- Goal of the exercise
Give back all of the records exactly.

▬▬▬

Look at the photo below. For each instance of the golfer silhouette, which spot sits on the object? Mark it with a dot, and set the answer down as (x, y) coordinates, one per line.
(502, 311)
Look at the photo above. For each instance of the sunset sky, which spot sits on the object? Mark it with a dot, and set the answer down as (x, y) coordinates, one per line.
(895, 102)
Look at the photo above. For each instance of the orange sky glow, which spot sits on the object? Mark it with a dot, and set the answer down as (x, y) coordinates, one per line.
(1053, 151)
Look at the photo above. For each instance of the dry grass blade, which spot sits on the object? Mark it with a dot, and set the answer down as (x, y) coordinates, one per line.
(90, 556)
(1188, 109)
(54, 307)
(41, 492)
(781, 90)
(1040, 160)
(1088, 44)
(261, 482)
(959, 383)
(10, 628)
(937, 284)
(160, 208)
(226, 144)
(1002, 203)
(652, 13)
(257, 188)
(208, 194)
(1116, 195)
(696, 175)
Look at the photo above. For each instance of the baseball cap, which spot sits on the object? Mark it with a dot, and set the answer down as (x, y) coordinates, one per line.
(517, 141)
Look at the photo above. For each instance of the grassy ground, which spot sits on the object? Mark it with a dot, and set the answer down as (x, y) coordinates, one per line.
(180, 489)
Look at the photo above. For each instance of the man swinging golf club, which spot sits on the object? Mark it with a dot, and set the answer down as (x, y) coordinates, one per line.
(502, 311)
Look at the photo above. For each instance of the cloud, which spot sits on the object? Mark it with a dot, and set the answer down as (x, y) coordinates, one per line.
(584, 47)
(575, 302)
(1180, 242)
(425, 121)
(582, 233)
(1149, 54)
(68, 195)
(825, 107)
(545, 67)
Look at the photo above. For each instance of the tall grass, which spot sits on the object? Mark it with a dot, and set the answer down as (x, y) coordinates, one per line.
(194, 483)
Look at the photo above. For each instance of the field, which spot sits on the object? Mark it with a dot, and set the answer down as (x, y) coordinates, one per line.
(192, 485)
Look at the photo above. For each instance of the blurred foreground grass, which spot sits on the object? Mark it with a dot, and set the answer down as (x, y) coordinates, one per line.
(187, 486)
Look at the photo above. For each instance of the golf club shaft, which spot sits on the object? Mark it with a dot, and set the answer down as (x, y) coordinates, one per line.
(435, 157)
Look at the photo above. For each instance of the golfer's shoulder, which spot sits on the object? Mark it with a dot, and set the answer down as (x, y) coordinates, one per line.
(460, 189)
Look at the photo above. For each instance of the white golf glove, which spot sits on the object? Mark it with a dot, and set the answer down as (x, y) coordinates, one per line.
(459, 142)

▬▬▬

- Response
Look at the photo below. For each instance of the golfer silhouette, which spot sits on the object? Mark it with a dot, and set the answer down as (x, y) coordinates, one per line.
(502, 311)
Look at the photo above. For each instance of the sunset sky, which spot sits on the object? Mark it with a dot, and set the answer down as (x, y) coordinates, one per line.
(895, 102)
Look at the photo above. For each instance of the orange sky glow, which spot sits on the object? Mark it with a dot, and set the answer down as (x, y) coordinates, one per line.
(1053, 151)
Look at the photo above. For each instance of the dry grass blade, which spot sits on the object? Mark it with a dot, and set the answer down as (x, y) coordinates, one per line.
(90, 556)
(1188, 109)
(54, 307)
(41, 492)
(781, 90)
(1040, 160)
(1088, 44)
(261, 482)
(959, 383)
(10, 628)
(937, 284)
(160, 208)
(226, 144)
(1002, 203)
(652, 13)
(257, 188)
(208, 194)
(1116, 195)
(696, 175)
Look at the photo above. For each instance of the baseball cap, which spot sits on the object? Mark it with a dot, and set the answer down as (x, y) coordinates, one per line.
(517, 141)
Look at the photo above. For each instance of the grassy ground, which spot sits on the object? Mark it with a dot, and set the answer down as (x, y) coordinates, one per line.
(180, 489)
Look at the photo above. For each instance of the man swinging golf club, which spot sits on the object? Mark it with a dot, and set the answer down as (x, y) coordinates, one per line.
(502, 311)
Look at the photo above. For each instance of the cloud, which spot sits on the object? Mark it with a dot, and set the answer down as (x, y) coordinates, one per line.
(584, 47)
(575, 302)
(1180, 242)
(425, 121)
(582, 233)
(1149, 54)
(68, 195)
(825, 107)
(545, 67)
Look at the photo above. For each instance of the tall grass, which spot sits on the object? Mark it with a dot, and set the answer down as (x, y) coordinates, one per line.
(194, 483)
Look at the photo above. For each instance of the field, which spot sits on the object? Mark it with a dot, and set the answer down as (x, y) coordinates, one per line.
(192, 485)
Look at the photo above. For each instance of the blurred foreground grass, which spot sits on the object? Mark it with a dot, and set the answer down as (x, y) coordinates, one per line.
(187, 486)
Look at the photo above. For each instance of the golf club shaft, which spot sits on the object? Mark it with a dot, and set the answer down as (x, y) coordinates, one per line.
(435, 157)
Look at the photo above. For each instance of the golfer's shoulder, which spot sits on the object? Mark it with a dot, and set the answer down as (x, y) coordinates, one per line.
(460, 189)
Look at the photo above. For each instance of the white golf glove, which spot sits on the object? Mark it with a dot, and set the answer down as (x, y) coordinates, one per line.
(459, 142)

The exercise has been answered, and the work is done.